Collection entries:
_ _ _ _
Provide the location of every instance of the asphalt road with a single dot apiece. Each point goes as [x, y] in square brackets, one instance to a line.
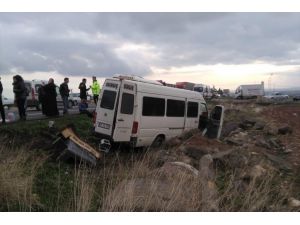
[33, 114]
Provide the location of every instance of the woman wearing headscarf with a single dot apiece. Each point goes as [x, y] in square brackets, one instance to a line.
[20, 92]
[50, 103]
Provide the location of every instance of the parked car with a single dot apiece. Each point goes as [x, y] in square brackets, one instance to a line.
[7, 101]
[277, 96]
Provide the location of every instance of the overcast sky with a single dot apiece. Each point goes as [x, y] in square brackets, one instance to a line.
[222, 49]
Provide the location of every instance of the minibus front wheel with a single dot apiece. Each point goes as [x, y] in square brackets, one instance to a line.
[158, 141]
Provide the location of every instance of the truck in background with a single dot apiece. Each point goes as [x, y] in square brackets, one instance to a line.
[250, 91]
[203, 89]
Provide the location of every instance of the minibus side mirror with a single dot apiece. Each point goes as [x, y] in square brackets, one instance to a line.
[215, 124]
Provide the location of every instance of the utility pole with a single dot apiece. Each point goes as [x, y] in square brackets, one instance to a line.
[270, 83]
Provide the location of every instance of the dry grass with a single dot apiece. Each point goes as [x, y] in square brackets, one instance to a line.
_ _ _ _
Could you reproduce the records above exactly, leaving out every picture?

SOLUTION TO THIS EXERCISE:
Provide the location of every instance of the asphalt road with a single dot apiece. Each point goes as [x, y] in square brackets, one instance to a line.
[33, 114]
Provide the location of every instance of the woman wearing headscarf with a single dot apiece. Each point goes as [x, y] in square brackets, one instance to a line.
[20, 92]
[50, 103]
Provide the location of every instance of the parked car with a single dot apiece. Each point goes as [x, y] in square brackets, one instance to a line.
[7, 101]
[277, 96]
Provide the location of every instance of the overcast sky with a single dot apiece. Each point goes as [x, y] in square brackets, one instance to a line.
[222, 49]
Provide the location of every instance of the minibus front wheel with a single dot apiece. Each point goes as [x, y] in square brackets, one instance to a line.
[158, 141]
Provide the location of every instance of the truck in background with a single dot apiece. Each point goes as [x, y] in square brackets, one instance to a line.
[250, 91]
[203, 89]
Provide the location of every instance of the minibus side mirror with a single dot apiece. Each point goes as [x, y] in square brackets, one instance to a line.
[215, 124]
Provide the location of every instance of the utility pole with a single dot apiece. Each point goes as [x, y] in square brackets, one instance to a line.
[270, 83]
Provide the location of every instance of the dry grass with a single dot apiece. Each point goes as [x, y] in square brackets, one instance to a line.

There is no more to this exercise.